** start Source data **
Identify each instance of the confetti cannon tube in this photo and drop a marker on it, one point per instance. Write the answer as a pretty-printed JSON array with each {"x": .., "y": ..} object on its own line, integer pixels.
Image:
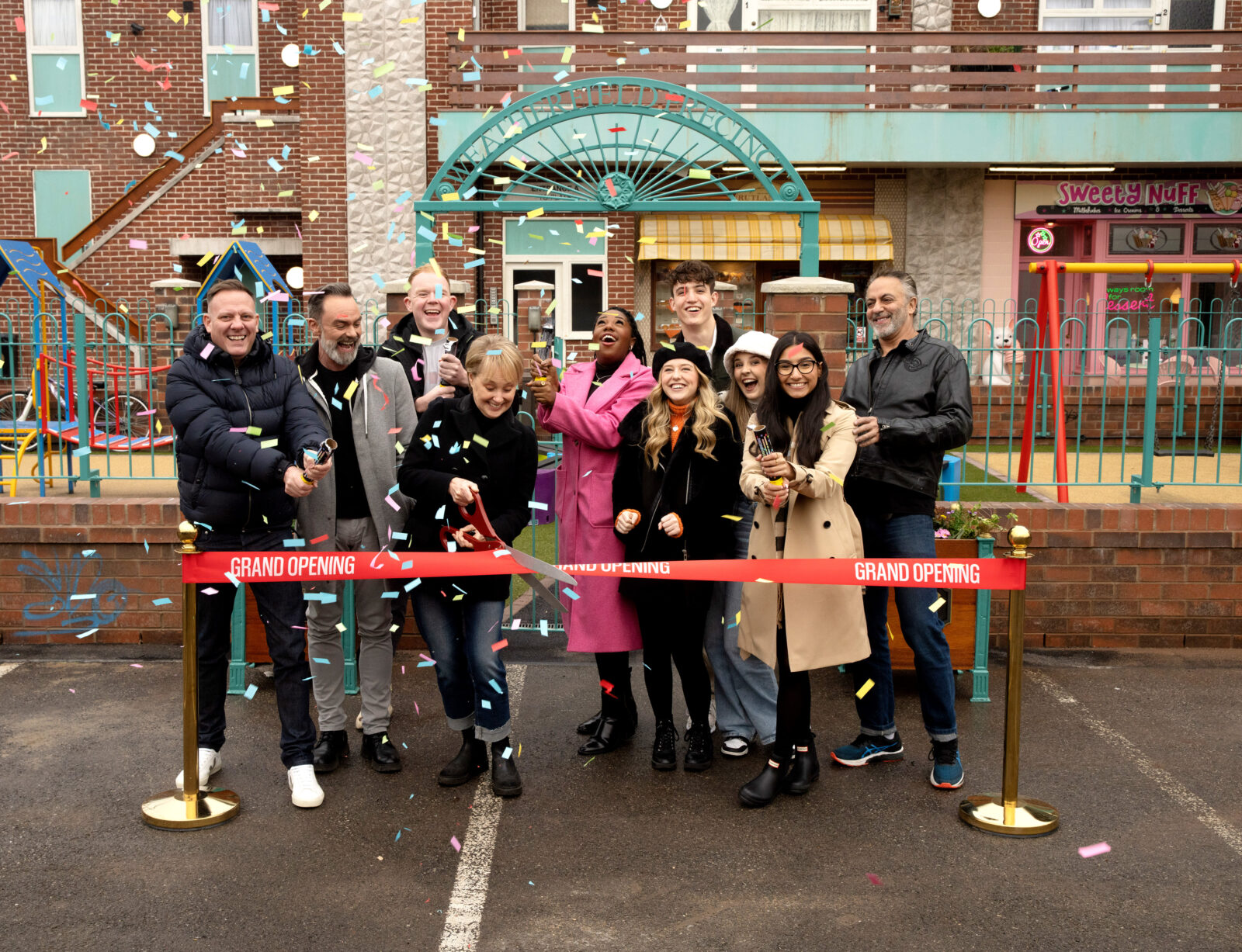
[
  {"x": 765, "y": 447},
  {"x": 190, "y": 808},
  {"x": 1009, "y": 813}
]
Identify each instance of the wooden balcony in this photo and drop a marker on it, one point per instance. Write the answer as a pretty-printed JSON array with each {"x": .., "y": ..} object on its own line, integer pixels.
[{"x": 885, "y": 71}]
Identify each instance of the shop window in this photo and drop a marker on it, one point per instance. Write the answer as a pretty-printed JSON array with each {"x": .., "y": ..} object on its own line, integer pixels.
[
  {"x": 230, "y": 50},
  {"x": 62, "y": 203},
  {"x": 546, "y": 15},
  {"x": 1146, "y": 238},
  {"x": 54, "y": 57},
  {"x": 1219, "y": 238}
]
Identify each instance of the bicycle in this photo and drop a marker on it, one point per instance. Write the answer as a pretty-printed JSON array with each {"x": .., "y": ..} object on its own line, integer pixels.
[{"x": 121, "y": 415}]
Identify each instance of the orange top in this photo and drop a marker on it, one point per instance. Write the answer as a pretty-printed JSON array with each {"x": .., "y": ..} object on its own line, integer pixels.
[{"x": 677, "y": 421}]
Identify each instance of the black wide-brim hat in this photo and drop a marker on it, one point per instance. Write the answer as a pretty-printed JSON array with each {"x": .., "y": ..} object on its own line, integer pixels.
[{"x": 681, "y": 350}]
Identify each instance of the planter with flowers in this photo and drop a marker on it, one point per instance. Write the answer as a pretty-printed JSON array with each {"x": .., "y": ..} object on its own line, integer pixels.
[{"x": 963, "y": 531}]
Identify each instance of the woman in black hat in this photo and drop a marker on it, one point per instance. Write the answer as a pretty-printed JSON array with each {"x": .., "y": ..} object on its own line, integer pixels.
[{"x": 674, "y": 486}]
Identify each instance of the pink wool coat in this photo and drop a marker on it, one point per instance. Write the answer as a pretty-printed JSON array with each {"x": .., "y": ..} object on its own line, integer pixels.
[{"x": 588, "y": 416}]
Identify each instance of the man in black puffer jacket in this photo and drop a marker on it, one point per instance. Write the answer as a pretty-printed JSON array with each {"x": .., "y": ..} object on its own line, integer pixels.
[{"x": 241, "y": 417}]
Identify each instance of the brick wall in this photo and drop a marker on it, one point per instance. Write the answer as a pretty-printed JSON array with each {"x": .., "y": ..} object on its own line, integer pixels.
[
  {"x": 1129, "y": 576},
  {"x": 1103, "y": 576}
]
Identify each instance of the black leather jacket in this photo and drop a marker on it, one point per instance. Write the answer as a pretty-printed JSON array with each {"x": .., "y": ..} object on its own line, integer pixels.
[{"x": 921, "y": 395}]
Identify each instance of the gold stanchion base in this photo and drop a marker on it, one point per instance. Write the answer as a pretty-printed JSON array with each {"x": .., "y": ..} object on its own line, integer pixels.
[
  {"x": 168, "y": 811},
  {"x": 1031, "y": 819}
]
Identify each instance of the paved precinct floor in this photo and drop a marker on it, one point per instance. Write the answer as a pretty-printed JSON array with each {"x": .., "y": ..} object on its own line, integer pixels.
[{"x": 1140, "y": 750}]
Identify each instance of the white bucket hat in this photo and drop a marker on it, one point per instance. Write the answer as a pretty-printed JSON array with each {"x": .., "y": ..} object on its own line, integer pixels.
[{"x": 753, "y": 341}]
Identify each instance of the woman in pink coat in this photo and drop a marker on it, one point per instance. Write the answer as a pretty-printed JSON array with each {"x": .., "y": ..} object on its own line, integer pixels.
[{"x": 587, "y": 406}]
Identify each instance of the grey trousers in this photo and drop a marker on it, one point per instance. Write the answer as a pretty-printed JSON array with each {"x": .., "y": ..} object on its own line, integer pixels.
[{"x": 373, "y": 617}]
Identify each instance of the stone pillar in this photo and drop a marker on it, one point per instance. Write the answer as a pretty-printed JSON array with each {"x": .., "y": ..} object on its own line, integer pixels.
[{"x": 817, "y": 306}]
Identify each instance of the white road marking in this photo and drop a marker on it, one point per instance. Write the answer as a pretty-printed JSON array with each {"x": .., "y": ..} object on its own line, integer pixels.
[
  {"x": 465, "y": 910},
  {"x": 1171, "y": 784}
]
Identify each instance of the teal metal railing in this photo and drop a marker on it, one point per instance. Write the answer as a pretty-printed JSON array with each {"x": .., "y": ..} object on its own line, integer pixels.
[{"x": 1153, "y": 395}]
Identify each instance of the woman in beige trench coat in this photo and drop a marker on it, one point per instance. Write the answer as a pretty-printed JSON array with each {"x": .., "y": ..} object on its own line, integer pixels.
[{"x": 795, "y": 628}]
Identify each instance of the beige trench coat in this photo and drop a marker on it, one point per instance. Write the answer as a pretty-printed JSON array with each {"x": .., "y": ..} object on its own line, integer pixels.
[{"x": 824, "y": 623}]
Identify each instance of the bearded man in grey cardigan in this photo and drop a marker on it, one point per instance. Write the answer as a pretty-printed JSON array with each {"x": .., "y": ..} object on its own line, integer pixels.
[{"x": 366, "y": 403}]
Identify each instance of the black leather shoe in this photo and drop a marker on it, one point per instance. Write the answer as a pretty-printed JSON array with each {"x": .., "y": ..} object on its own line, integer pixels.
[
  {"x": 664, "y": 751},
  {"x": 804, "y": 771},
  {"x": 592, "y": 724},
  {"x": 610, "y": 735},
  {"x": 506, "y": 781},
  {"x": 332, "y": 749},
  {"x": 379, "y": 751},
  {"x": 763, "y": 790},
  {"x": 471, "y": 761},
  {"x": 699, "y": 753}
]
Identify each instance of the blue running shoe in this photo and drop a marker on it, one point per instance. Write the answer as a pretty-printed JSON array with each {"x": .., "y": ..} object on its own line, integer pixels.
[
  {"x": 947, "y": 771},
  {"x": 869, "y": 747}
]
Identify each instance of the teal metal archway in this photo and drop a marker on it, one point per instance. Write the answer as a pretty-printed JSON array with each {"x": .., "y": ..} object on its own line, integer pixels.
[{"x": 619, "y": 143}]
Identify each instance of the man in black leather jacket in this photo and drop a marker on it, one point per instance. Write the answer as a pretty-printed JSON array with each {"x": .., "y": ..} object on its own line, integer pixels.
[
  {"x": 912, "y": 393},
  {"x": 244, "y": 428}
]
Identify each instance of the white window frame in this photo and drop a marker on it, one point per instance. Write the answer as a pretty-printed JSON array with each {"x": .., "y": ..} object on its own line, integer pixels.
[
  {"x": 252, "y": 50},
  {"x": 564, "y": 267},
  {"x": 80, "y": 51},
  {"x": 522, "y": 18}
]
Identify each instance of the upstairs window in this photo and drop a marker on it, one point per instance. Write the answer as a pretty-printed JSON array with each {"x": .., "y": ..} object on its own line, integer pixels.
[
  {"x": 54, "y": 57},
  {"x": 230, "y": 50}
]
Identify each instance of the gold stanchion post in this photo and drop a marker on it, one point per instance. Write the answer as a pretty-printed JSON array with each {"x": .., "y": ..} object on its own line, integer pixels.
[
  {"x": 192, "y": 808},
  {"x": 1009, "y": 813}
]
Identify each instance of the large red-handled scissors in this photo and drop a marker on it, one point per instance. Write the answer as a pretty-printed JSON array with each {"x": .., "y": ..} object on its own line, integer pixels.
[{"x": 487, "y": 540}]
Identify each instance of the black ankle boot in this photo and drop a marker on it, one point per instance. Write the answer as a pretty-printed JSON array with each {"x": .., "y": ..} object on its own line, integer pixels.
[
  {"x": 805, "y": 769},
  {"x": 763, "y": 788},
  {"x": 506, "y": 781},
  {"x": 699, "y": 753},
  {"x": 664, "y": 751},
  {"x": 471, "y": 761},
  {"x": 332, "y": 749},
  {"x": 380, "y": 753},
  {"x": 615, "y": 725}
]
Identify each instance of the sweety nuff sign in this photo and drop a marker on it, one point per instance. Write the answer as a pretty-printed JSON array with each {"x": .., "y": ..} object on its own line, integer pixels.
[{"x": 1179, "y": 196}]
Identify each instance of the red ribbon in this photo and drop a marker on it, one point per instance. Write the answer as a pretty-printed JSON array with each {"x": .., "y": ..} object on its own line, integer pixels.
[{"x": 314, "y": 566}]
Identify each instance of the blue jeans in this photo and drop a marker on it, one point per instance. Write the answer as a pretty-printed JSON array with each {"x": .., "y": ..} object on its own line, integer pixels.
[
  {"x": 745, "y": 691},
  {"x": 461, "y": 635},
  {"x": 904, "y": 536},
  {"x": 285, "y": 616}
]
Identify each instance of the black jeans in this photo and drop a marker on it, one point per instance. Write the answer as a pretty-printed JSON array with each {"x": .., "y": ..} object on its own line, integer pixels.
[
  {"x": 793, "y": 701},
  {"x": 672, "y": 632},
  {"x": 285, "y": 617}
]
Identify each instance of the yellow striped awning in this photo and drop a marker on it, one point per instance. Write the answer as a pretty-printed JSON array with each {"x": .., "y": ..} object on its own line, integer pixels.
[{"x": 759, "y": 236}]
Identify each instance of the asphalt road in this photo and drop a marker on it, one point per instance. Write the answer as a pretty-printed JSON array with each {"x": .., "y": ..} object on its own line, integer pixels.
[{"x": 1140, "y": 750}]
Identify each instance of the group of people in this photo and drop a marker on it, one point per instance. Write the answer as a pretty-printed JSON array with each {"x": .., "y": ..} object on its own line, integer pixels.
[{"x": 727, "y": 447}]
** end Source data **
Direction:
Return exactly, and only, the line containing "Identify each instance of the red" and every line after it through the end of the material.

Result below:
Identify each instance of the red ribbon in this photo and drop a marker on it, one point per instance. Write the answer as a pretty-printed JSON array with each {"x": .., "y": ..} object on its own line, integer pixels.
[{"x": 314, "y": 566}]
Identify each instance of the blue jeans in this photo and drop a marker on it, one point per instance. Write the answer as a pretty-printed JSON array with each {"x": .., "y": ..} object on its own line, integer pixels.
[
  {"x": 745, "y": 691},
  {"x": 461, "y": 635},
  {"x": 904, "y": 536},
  {"x": 285, "y": 616}
]
Identify each instance of the black jeans in this photo and drop a marker on it, one point per instance. Write the answer as a pretty-printed JSON array with each {"x": .., "y": ..} object on its own line, integer pixels.
[
  {"x": 793, "y": 701},
  {"x": 672, "y": 632},
  {"x": 285, "y": 617}
]
Identify each instance of the yellow striped awning in this photo and drop a marker on it, one point per instance. Write the answer as a pretty-printed JSON array with each {"x": .., "y": ..} object on its own line, integer pixels.
[{"x": 759, "y": 236}]
Identify each instance of the asphalt road in this photo and drop a marker on it, one point per instance. Write the answer as a pretty-printed JSON array with each {"x": .., "y": ..} object on its own line, integer pixels.
[{"x": 1140, "y": 750}]
Identify each instance of the group of people in this photo and drop a marker on it, one point per instance. Write the answer as a pretty-printed JSON array with each {"x": .., "y": ..} object on its own line, integer pixels.
[{"x": 727, "y": 447}]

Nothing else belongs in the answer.